**Goal of the exercise**
Write the data below out again in full, exactly as shown.

**Task data**

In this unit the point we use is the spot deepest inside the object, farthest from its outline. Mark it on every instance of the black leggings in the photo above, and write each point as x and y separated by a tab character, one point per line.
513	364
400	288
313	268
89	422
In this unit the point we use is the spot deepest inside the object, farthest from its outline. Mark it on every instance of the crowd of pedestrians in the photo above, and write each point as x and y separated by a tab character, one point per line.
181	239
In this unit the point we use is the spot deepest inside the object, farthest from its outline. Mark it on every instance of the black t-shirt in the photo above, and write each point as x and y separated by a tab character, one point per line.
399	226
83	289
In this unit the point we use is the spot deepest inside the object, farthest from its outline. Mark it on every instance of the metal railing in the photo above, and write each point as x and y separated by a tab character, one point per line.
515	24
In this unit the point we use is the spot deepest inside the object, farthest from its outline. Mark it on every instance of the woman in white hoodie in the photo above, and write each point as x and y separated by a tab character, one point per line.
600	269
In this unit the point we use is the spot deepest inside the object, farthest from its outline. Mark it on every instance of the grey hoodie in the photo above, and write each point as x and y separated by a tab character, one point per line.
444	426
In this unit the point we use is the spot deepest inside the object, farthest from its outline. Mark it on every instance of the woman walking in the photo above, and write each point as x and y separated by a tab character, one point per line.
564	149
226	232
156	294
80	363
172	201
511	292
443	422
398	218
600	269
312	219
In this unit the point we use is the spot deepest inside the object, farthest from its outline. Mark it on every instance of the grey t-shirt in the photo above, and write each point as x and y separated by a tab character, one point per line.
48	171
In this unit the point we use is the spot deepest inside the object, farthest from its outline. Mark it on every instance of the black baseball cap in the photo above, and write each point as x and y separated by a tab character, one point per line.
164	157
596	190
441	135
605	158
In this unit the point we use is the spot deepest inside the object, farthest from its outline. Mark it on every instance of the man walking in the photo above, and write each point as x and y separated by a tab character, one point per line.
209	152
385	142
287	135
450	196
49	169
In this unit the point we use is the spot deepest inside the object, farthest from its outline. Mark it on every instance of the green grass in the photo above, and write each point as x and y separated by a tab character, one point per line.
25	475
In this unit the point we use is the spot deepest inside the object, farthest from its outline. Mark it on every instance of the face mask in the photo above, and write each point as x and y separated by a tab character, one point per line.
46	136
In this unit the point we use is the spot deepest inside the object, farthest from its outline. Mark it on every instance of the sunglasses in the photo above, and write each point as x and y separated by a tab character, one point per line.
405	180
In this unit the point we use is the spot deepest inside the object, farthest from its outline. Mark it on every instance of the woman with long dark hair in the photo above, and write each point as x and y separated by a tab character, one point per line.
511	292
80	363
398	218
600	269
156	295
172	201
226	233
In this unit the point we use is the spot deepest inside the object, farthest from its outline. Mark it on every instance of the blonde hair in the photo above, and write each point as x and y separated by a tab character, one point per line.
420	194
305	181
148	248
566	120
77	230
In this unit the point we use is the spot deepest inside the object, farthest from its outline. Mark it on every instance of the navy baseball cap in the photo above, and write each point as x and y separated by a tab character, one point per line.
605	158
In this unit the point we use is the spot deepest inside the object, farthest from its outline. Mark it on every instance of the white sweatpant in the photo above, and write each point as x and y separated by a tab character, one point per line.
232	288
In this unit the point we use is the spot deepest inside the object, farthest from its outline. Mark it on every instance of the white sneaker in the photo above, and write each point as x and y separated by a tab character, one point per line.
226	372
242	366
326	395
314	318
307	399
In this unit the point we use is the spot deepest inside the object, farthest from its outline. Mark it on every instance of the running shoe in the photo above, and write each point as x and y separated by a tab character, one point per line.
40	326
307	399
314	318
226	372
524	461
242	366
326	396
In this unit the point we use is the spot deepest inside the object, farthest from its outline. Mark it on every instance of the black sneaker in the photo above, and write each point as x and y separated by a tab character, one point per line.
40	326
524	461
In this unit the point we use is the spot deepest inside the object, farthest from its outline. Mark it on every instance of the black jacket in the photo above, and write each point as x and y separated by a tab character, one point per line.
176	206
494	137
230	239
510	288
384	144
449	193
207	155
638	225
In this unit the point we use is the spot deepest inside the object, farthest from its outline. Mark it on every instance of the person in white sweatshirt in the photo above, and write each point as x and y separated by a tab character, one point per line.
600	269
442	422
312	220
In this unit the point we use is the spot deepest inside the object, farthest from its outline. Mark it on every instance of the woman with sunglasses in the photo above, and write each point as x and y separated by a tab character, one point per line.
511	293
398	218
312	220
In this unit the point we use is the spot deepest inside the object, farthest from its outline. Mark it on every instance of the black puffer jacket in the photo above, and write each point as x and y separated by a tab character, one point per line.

**Result**
In this unit the point we use is the spot deepest inside the object, farthest from its outline. Mark it on every instance of the black leggings in the photo above, and write each point as x and y separated by a tab character, one point per line.
513	364
400	288
313	268
89	422
In this unit the point we use is the spot deepest inside the object, farthest from its outline. Mark it on every instance of the crowd of pedestrians in the photo above, and write each point as x and y separated by a tab character, one point per line.
181	239
In this unit the point we use is the spot deepest inside the object, farthest from its outline. Mark it on every instance of the black t-shirt in the photo above, and write each point as x and y separated by a tab character, one point per line.
399	226
83	289
In this unit the point we use is the spot deepest inside the object, farthest from its outline. Mark it on every instance of the metal railing in the photo above, and write each point as x and y separated by a tab character, one point per line.
515	24
In this unit the point we use is the spot deepest inside the object, farthest from its outline. Mark it on every instance of the woman in white hoodie in the photo above, and write each point as x and y separated by a tab character, one point per line.
600	269
In this unit the point we use is the spot deepest inside the object, farthest from its outline. Mark it on every instance of the grey hoodie in the photo above, and write each point as x and y separated by a tab character, one point per line.
444	426
In this unit the point we use is the spot deepest inside the object, farthest from its outline. Mark it on every instance of the woman walking in the photo above, and write each point as x and y separated by a tab character, one point per line.
564	149
226	232
156	294
80	363
172	201
511	292
443	422
398	218
600	269
312	219
In this unit the point we use is the spot deepest inside the object, farthest from its outline. Mark it on every instance of the grey t-shirt in the photo above, and write each point as x and y separated by a tab character, one point per line.
48	171
In this unit the point we use is the spot deepest inside the object, farthest from its outline. Mark it on every instance of the black baseball cap in the photo above, and write each point as x and y separated by a tab character, one point per line.
164	157
596	190
441	135
605	158
In this unit the point we use is the spot deepest inside the object, farthest from its outline. Mark it on every instance of the man walking in the photo above, and write each point as x and y separated by a tab character, one point per line.
209	152
385	142
287	135
450	196
49	169
In this unit the point we use is the spot deepest inside the object, farthest from its outline. Mark it on every instance of the green grass in the photo above, and write each point as x and y separated by a tab character, one point per line.
25	475
In this unit the point we use is the spot deepest inside the object, farthest from its outline. Mark it on every instance of the face mask in the photo above, and write each point as x and y separated by a tab character, one point per line.
46	136
In this unit the point we use is the spot deepest inside the object, farthest from its outline. Mark it on every instance of the sunglasses in the photo above, and write each point as x and y separated by a tab character, one point per line.
405	180
In this unit the point we use is the spot deepest inside the object, farthest from its outline. Mark it on every instance of the woman with long dark hair in the photo above, and write each point as x and y separated by a tab character, one point per line.
511	292
80	363
398	218
600	269
156	295
172	201
226	233
In this unit the point we use is the spot deepest inside the object, farthest from its outline. Mark it on every instance of the blonde hair in the photo above, and write each point as x and y separated by a tab character, one point per line.
420	194
305	181
148	248
566	120
77	230
In this unit the point we use is the spot deepest inside the object, farthest from its outline. Mark it on every instance of the navy baseball cap in the photo above, and write each point as x and y separated by a tab character, one point per line.
605	158
In this unit the point we use is the spot deepest inside the object, farthest from its outline. Mark it on every instance of the white sweatpant in the photo above, and write each point as x and y separated by a tab character, one point per line.
232	288
In this unit the point we use is the spot deepest inside the object, farthest from its outline. Mark it on every instance of the white sneaker in the photo above, and write each point as x and y separated by a tab character, one point per line.
226	372
242	366
326	395
314	318
307	399
In this unit the point we use is the spot deepest inside the object, farthest from its outline. Mark it on every instance of the running shoe in the photo above, and write each point as x and y separated by a tab character, one point per line.
40	326
307	399
314	318
226	372
524	461
242	366
326	396
In this unit the point we use is the spot deepest inside the object, farthest from its outline. Mark it on every instance of the black sneaker in the photo above, and write each point as x and y separated by a tab character, one point per line.
40	326
524	461
In this unit the point we use is the spot deepest inside the object, farthest from its outline. Mark it on every instance of the black jacket in the photo above, and write each point as x and y separated by a tab character, one point per line.
176	206
494	137
230	239
510	288
384	144
449	193
207	155
638	225
In this unit the point we use is the spot deepest inside the object, farthest from its outline. Mark it on every instance of the person in white sweatshirt in the photo above, and write each point as x and y separated by a tab character, one point per line.
600	269
442	422
312	220
In this unit the point we use is the spot deepest inside the object, farthest from its outline. Mark it on every instance of the woman with sunglasses in the photo above, and write each point as x and y separated by a tab character, one point per line.
511	293
398	218
312	220
In this unit the point we use is the spot deepest inside the object, farthest from its outline. Mark it on every instance of the black puffer jacket in the photo above, and write each point as x and y separated by a tab character, one point per line.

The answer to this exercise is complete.